▸ EXERCISE DETAILS: Render every line of the listing below as a numbered list, skipping blank lines and leaving the pictures out.
☆ ☆ ☆ ☆ ☆ ☆ ☆
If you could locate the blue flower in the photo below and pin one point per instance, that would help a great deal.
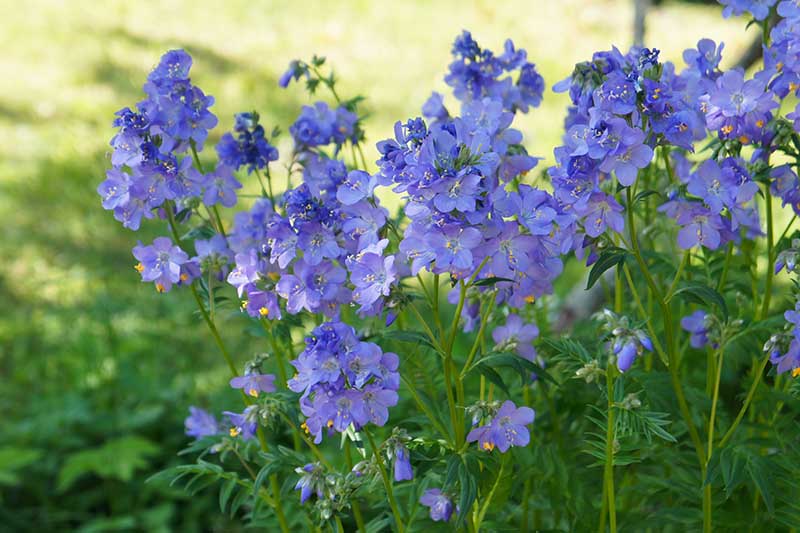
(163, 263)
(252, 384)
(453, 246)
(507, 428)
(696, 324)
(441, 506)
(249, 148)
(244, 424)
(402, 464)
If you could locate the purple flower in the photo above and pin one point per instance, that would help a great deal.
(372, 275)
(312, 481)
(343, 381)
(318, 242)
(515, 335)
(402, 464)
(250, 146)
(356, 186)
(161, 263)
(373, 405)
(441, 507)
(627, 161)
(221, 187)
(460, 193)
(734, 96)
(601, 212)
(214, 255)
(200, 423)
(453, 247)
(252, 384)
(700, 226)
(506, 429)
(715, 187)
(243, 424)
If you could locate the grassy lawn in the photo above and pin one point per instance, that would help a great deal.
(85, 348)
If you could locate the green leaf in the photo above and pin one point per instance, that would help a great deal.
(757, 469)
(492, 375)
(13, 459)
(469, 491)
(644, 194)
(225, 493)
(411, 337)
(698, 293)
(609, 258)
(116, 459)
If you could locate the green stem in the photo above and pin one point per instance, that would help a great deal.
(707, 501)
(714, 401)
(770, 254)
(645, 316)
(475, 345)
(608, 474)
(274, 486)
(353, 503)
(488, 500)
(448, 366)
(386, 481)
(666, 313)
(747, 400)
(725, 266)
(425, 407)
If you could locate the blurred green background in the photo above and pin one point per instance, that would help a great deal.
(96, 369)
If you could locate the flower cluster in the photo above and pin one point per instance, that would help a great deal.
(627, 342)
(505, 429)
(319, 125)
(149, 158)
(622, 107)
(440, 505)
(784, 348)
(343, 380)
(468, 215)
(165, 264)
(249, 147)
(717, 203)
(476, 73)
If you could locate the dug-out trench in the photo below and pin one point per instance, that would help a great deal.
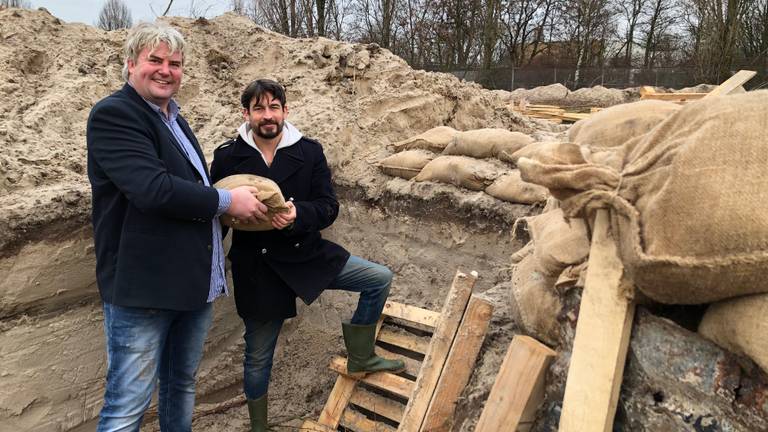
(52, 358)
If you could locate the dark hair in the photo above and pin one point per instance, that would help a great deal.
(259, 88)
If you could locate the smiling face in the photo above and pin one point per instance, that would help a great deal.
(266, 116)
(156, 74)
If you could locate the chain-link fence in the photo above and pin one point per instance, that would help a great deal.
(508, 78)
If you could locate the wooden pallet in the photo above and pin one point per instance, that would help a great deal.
☆ ☆ ☆ ☆ ☆ ☆ ☆
▸ TASK OUTPUT:
1. If you could locate the blue flower in the photo below and pin one point per instance, that would help a great deal.
2. (163, 263)
3. (252, 384)
4. (453, 246)
5. (507, 428)
6. (696, 324)
7. (441, 506)
8. (249, 148)
9. (244, 424)
10. (402, 464)
11. If you could locate the purple flower in the photo above and pin one point per instance, that would help a great deal.
12. (372, 275)
13. (312, 481)
14. (343, 381)
15. (318, 242)
16. (515, 335)
17. (402, 464)
18. (250, 146)
19. (356, 186)
20. (161, 263)
21. (373, 405)
22. (441, 507)
23. (627, 161)
24. (221, 187)
25. (460, 193)
26. (734, 96)
27. (601, 212)
28. (214, 255)
29. (200, 423)
30. (453, 247)
31. (252, 384)
32. (700, 226)
33. (506, 429)
34. (715, 187)
35. (243, 424)
36. If you could locate the grassy lawn in the photo above and pin one point per instance, that would help a great deal.
37. (85, 348)
38. If you could locate the green leaf in the photo above and pin one point per instance, that would help a great deal.
39. (757, 469)
40. (492, 375)
41. (13, 459)
42. (469, 491)
43. (644, 194)
44. (225, 493)
45. (411, 337)
46. (698, 293)
47. (609, 258)
48. (116, 459)
49. If you could locate the green stem in the photo above and pin one point per instance, that would help a great deal.
50. (707, 501)
51. (714, 401)
52. (770, 254)
53. (645, 316)
54. (475, 345)
55. (608, 474)
56. (274, 486)
57. (353, 503)
58. (488, 500)
59. (448, 366)
60. (386, 481)
61. (666, 313)
62. (747, 400)
63. (725, 266)
64. (425, 407)
65. If you could locate the blurred green background in the photo above and pin one point per instance, that would help a great deal.
66. (96, 369)
67. If you could locate the flower cluster in the photo above and pin one point per instance, that would help a great deal.
68. (627, 342)
69. (505, 429)
70. (319, 125)
71. (149, 158)
72. (622, 107)
73. (440, 505)
74. (784, 348)
75. (343, 380)
76. (468, 215)
77. (165, 264)
78. (249, 147)
79. (717, 203)
80. (476, 73)
81. If you could locate the dug-out trench in the photo below and pin one point per instance, that would help a great deal.
82. (52, 358)
83. If you could locate the dark hair in the photo above and pin one point per instance, that would help a great deal.
84. (259, 88)
85. If you could locate the smiling face in the photo above and pin one point per instance, that would help a great deal.
86. (266, 116)
87. (156, 74)
88. If you could locate the chain-link fence in the photo above and pin one point per instance, that would help a great deal.
89. (508, 78)
90. If you could locate the wooden pallet in the photo above and pin one point per instance, that would help a great deal.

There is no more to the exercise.